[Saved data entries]

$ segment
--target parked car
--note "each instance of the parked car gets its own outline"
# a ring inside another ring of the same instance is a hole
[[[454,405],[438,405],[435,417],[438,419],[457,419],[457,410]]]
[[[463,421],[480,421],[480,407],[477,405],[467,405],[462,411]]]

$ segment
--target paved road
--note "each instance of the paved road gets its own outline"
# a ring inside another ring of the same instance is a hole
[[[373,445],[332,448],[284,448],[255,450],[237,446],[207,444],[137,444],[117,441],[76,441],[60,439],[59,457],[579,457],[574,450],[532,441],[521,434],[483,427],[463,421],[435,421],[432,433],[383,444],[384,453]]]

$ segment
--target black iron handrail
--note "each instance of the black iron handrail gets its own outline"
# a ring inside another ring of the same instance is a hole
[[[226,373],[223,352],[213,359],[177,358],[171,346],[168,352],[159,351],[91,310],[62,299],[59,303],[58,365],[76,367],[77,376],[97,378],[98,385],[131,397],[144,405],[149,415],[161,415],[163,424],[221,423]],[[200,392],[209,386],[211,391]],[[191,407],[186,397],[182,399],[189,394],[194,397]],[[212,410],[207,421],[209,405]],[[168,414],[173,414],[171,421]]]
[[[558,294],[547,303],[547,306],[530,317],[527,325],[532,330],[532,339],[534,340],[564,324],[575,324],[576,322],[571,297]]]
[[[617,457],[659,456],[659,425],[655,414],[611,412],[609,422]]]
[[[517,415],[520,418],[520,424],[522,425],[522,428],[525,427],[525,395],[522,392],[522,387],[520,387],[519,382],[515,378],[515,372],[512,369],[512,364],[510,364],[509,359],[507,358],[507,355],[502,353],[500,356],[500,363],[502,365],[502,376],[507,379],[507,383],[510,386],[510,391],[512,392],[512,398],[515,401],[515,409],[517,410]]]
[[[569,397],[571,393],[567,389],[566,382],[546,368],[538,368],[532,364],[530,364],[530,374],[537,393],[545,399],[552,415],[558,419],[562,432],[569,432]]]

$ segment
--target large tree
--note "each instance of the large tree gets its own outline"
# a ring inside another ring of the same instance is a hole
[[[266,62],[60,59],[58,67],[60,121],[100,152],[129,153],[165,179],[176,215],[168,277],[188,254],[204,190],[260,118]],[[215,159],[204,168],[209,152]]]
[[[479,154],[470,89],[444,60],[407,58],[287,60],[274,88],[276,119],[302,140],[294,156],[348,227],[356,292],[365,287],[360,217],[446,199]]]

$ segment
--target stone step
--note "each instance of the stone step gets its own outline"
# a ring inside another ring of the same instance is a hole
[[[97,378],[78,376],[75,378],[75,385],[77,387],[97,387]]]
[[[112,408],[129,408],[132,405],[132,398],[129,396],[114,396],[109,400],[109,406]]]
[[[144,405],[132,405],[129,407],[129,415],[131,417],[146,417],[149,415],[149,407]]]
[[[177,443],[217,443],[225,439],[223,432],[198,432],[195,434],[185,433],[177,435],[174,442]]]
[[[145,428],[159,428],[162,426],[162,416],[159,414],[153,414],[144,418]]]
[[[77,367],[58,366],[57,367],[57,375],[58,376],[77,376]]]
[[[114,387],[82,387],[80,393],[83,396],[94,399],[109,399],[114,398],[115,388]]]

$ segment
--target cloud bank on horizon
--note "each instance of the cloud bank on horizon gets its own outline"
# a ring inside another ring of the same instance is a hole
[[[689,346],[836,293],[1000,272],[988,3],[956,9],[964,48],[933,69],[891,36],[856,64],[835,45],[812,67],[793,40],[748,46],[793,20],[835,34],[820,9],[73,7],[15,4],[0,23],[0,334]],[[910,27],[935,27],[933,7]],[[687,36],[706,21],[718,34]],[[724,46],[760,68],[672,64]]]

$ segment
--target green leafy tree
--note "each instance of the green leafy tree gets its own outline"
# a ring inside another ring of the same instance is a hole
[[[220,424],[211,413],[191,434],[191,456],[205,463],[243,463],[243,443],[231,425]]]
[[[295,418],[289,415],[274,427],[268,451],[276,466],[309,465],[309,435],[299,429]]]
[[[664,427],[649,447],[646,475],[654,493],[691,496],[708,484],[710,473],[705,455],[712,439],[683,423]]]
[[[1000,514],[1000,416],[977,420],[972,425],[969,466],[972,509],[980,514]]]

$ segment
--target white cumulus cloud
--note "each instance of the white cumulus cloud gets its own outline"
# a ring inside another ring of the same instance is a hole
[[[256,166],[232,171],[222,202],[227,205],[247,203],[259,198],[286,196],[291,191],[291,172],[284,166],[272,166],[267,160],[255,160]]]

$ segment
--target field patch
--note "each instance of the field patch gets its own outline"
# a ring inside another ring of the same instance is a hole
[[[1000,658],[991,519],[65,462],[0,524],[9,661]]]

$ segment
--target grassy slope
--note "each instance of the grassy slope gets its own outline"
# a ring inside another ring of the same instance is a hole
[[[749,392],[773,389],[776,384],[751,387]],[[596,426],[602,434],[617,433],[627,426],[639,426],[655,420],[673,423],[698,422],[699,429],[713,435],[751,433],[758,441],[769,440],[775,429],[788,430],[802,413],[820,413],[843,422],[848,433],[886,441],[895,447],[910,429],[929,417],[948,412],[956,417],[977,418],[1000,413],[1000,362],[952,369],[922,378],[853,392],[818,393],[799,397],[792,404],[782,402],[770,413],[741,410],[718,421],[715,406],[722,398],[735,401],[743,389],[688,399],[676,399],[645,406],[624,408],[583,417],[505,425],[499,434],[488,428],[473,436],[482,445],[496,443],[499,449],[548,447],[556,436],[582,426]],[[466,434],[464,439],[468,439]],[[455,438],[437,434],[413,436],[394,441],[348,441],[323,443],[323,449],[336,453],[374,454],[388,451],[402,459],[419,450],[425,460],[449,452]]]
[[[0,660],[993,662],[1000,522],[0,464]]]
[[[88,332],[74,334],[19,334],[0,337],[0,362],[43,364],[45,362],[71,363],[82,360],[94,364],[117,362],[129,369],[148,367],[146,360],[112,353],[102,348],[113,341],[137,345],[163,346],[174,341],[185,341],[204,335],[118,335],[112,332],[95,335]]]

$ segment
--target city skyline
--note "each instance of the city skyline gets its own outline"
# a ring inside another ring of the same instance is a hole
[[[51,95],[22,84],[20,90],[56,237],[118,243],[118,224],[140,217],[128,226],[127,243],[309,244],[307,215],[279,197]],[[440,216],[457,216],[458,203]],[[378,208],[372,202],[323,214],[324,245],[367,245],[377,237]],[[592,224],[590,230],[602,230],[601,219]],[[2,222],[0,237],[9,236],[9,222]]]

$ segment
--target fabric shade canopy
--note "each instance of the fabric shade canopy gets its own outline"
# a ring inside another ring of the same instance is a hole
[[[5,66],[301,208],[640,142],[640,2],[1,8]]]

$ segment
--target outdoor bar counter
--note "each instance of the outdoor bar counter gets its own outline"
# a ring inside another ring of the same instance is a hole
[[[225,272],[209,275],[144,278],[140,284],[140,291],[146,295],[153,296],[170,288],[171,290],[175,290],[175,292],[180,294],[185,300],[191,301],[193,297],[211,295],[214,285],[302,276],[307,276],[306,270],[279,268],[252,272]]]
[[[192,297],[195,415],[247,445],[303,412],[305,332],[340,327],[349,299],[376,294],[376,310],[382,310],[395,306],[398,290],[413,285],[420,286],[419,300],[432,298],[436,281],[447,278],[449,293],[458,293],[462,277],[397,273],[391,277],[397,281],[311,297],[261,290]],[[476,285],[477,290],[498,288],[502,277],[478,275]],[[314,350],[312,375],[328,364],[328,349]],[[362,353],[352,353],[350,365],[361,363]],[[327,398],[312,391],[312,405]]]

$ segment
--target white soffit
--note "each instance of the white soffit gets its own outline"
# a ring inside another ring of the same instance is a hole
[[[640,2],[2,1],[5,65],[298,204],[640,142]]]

▸ **INSTRUCTIONS TO FOLLOW**:
Please go through the data above and copy every line that has the word "parked".

▸ **YOUR SOLUTION**:
--target parked car
--note "each instance of the parked car gets its own outline"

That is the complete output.